◆ **Given instruction**
Convert the lines below into a numbered list, leaving out any blank lines.

-- START OF Supplied data --

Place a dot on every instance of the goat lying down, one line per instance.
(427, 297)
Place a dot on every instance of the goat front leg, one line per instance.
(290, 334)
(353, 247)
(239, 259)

-- END OF Supplied data --

◆ **Correct answer**
1. Place a dot on every instance of the goat lying down, one line per instance.
2. (427, 297)
3. Place a dot on every instance of the goat front leg, one line per instance.
4. (290, 334)
5. (353, 247)
6. (239, 259)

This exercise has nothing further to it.